-- BEGIN RECORDS TO PROCESS --
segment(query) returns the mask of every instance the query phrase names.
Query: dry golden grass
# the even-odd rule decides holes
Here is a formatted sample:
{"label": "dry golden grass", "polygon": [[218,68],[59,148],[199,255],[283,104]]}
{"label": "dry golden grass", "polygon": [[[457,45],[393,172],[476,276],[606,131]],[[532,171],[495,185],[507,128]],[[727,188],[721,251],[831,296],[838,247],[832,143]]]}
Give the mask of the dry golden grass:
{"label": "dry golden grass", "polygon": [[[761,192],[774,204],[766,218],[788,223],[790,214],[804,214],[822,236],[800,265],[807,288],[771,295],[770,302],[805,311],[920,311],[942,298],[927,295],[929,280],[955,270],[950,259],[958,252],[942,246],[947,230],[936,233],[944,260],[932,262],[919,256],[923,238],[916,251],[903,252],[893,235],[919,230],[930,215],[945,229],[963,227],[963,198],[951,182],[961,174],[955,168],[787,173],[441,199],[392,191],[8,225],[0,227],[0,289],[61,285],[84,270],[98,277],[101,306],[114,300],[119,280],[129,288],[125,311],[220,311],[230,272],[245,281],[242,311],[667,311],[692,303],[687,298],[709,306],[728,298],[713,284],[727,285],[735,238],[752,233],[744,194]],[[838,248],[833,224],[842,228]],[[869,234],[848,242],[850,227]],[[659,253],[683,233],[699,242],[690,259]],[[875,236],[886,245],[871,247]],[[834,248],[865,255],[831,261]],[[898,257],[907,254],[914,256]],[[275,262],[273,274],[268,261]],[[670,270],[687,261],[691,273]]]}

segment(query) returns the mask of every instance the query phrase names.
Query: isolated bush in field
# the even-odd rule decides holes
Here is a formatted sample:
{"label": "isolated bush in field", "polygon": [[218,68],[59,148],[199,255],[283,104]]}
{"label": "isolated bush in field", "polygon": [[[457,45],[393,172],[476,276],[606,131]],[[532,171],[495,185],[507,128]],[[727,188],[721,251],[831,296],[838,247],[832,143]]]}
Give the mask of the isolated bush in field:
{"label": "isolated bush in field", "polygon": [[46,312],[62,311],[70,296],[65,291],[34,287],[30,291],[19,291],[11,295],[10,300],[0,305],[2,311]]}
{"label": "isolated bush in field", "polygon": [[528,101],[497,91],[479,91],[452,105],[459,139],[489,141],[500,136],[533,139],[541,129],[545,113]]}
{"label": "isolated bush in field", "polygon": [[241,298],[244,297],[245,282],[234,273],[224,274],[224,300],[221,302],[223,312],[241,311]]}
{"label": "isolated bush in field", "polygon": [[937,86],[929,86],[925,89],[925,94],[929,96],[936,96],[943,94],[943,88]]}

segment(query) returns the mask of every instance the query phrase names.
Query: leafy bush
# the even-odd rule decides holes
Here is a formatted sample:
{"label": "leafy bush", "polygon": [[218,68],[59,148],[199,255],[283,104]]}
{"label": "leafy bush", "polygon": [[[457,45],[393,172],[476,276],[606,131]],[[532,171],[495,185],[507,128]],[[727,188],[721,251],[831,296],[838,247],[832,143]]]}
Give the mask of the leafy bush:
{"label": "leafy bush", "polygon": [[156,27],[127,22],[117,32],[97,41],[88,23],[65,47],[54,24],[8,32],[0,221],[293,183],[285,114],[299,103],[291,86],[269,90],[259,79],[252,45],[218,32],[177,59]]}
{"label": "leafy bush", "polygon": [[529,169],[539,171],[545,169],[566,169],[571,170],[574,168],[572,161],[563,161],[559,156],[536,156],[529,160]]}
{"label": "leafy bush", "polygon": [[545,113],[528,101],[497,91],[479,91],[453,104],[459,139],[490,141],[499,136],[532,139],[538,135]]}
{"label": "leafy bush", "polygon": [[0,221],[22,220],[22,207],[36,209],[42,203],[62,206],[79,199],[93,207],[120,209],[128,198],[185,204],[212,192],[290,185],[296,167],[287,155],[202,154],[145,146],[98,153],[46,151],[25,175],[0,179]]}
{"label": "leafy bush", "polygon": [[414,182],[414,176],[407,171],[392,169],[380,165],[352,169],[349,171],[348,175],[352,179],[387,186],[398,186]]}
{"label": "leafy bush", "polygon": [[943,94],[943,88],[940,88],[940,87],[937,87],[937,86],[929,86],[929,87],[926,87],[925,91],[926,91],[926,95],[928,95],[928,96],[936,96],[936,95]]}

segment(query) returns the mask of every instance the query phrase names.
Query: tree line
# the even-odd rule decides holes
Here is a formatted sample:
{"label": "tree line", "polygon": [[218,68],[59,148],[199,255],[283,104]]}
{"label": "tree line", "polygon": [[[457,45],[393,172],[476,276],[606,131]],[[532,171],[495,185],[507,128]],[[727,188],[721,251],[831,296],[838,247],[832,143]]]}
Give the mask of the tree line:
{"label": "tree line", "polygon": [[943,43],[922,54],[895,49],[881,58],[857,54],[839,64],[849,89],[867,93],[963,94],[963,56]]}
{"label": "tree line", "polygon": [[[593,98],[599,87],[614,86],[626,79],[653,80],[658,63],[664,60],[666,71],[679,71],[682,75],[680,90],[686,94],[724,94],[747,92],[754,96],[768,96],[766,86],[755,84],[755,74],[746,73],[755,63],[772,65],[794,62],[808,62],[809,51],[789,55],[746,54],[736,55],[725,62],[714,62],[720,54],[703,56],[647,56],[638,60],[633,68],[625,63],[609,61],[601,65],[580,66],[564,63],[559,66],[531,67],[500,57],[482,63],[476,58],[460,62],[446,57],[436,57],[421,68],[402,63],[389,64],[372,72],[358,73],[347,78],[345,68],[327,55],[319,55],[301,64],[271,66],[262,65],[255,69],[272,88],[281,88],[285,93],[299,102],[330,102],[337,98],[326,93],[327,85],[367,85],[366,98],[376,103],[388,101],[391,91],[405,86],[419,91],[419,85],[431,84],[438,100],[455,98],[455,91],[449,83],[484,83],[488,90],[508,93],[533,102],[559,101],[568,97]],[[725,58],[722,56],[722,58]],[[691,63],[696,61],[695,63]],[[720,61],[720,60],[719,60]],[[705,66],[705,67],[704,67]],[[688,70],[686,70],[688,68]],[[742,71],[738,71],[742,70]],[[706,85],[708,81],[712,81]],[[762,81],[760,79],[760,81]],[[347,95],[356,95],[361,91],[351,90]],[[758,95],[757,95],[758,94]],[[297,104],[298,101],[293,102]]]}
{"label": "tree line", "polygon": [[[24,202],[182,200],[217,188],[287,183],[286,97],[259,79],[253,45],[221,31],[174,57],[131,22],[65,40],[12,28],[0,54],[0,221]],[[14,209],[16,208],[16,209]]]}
-- END RECORDS TO PROCESS --
### [YOUR TASK]
Extract every line of the listing above, copying each one without any change.

### [SOLUTION TO THIS TASK]
segment(query) returns the mask of every instance the query phrase names.
Query: dry golden grass
# the even-odd rule decides holes
Here is a formatted sample:
{"label": "dry golden grass", "polygon": [[218,68],[59,148],[199,255],[283,104]]}
{"label": "dry golden grass", "polygon": [[[457,45],[393,172],[476,276],[606,131]],[[532,171],[495,185],[507,128]],[[727,188],[721,251],[831,296],[838,247],[832,143]]]}
Give the mask of the dry golden grass:
{"label": "dry golden grass", "polygon": [[[761,192],[774,204],[766,218],[788,223],[790,214],[804,214],[822,236],[800,265],[807,288],[771,295],[770,302],[805,311],[920,311],[942,298],[927,295],[929,280],[955,270],[950,259],[958,252],[942,246],[947,230],[936,233],[944,260],[932,262],[919,256],[923,238],[916,251],[903,252],[893,235],[919,230],[930,215],[945,229],[963,227],[963,198],[951,182],[961,174],[955,168],[787,173],[441,199],[392,191],[8,225],[0,227],[0,289],[61,285],[84,270],[98,277],[101,306],[114,300],[119,280],[129,288],[125,311],[220,311],[230,272],[245,281],[242,311],[667,311],[692,303],[687,298],[709,306],[728,298],[713,284],[727,285],[735,238],[752,233],[744,194]],[[838,248],[833,224],[842,228]],[[869,234],[848,242],[850,227]],[[659,253],[683,233],[699,242],[690,259]],[[875,236],[886,245],[871,247]],[[834,248],[865,255],[831,261]],[[898,257],[907,254],[914,256]],[[275,262],[273,274],[268,261]],[[670,270],[687,261],[691,273]]]}

segment(query) returns the mask of every instance the query phrase names.
Query: isolated bush in field
# the even-odd rule decides holes
Here is a formatted sample:
{"label": "isolated bush in field", "polygon": [[218,68],[59,148],[199,255],[283,104]]}
{"label": "isolated bush in field", "polygon": [[[457,45],[393,172],[476,276],[606,131]],[[532,171],[495,185],[507,128]],[[727,188],[721,251],[831,296],[838,247],[832,143]]]}
Give the mask of the isolated bush in field:
{"label": "isolated bush in field", "polygon": [[46,312],[62,311],[70,296],[65,291],[34,287],[30,291],[19,291],[11,295],[10,300],[0,305],[2,311]]}
{"label": "isolated bush in field", "polygon": [[528,101],[497,91],[479,91],[452,105],[459,139],[489,141],[500,136],[533,139],[541,129],[545,113]]}
{"label": "isolated bush in field", "polygon": [[241,298],[244,297],[245,282],[234,273],[224,274],[224,300],[221,302],[223,312],[241,311]]}
{"label": "isolated bush in field", "polygon": [[937,86],[929,86],[925,89],[925,94],[929,96],[936,96],[943,94],[943,88]]}

segment(query) returns the mask of every instance the query phrase names.
Query: leafy bush
# the even-odd rule decides holes
Here is a formatted sample:
{"label": "leafy bush", "polygon": [[218,68],[59,148],[199,255],[283,104]]}
{"label": "leafy bush", "polygon": [[[457,45],[393,172],[476,276],[606,131]],[[532,171],[495,185],[507,128]],[[727,188],[721,251],[831,296],[838,247],[832,143]]]}
Give the mask of the leafy bush:
{"label": "leafy bush", "polygon": [[156,27],[127,22],[117,32],[97,41],[88,23],[65,47],[54,24],[8,32],[0,221],[293,183],[285,114],[299,103],[291,86],[269,90],[259,79],[252,45],[218,32],[177,59]]}
{"label": "leafy bush", "polygon": [[529,169],[539,171],[545,169],[566,169],[571,170],[574,168],[572,161],[563,161],[559,156],[536,156],[529,160]]}
{"label": "leafy bush", "polygon": [[545,113],[528,101],[497,91],[479,91],[453,104],[459,139],[490,141],[499,136],[532,139],[538,135]]}
{"label": "leafy bush", "polygon": [[0,221],[22,220],[22,207],[36,209],[42,203],[62,206],[79,199],[93,207],[120,209],[128,198],[185,204],[212,192],[290,185],[296,167],[287,155],[202,154],[145,146],[98,153],[46,151],[25,175],[0,179]]}
{"label": "leafy bush", "polygon": [[414,182],[414,176],[407,171],[392,169],[380,165],[352,169],[349,171],[348,175],[352,179],[387,186],[398,186]]}
{"label": "leafy bush", "polygon": [[943,94],[943,88],[940,88],[940,87],[937,87],[937,86],[929,86],[929,87],[926,87],[925,91],[926,91],[926,95],[928,95],[928,96],[936,96],[936,95]]}

segment(query) returns the mask of every instance the query phrase names.
Query: tree line
# the even-odd rule decides holes
Here is a formatted sample:
{"label": "tree line", "polygon": [[218,68],[59,148],[199,255],[283,104]]}
{"label": "tree line", "polygon": [[[457,45],[393,172],[476,276],[606,131]],[[532,171],[495,185],[507,128]],[[727,188],[721,251],[831,296],[838,247],[832,143]]]}
Give the mask of the tree line:
{"label": "tree line", "polygon": [[943,43],[922,54],[895,49],[881,58],[857,54],[839,64],[849,89],[867,93],[963,94],[963,56]]}
{"label": "tree line", "polygon": [[[593,98],[599,87],[614,86],[626,79],[653,80],[658,63],[664,60],[666,71],[679,71],[682,75],[680,90],[686,94],[724,94],[747,92],[754,96],[768,96],[766,86],[755,84],[755,74],[746,73],[755,63],[772,65],[794,62],[808,62],[809,51],[789,55],[746,54],[736,55],[725,62],[714,62],[720,54],[703,56],[647,56],[638,60],[633,68],[625,63],[609,61],[601,65],[580,66],[564,63],[559,66],[531,67],[500,57],[482,63],[476,58],[460,62],[446,57],[436,57],[421,68],[402,63],[389,64],[372,72],[358,73],[347,78],[345,68],[327,55],[319,55],[301,64],[271,66],[262,65],[255,69],[272,88],[281,88],[285,93],[299,102],[330,102],[337,98],[326,93],[327,85],[367,85],[366,98],[376,103],[388,101],[391,91],[405,86],[419,91],[419,85],[431,84],[438,100],[455,98],[455,91],[449,83],[484,83],[488,90],[508,93],[533,102],[559,101],[568,97]],[[725,58],[722,56],[722,58]],[[691,63],[696,61],[695,63]],[[720,61],[720,60],[719,60]],[[705,66],[705,67],[704,67]],[[688,70],[686,70],[688,68]],[[742,71],[738,71],[742,70]],[[706,85],[708,81],[712,81]],[[762,81],[760,79],[760,81]],[[347,95],[356,95],[361,91],[351,90]],[[758,95],[757,95],[758,94]],[[297,104],[298,101],[293,102]]]}
{"label": "tree line", "polygon": [[[24,202],[182,200],[217,188],[287,183],[286,97],[259,79],[253,45],[221,31],[174,57],[131,22],[65,40],[12,28],[0,54],[0,221]],[[14,209],[16,208],[16,209]]]}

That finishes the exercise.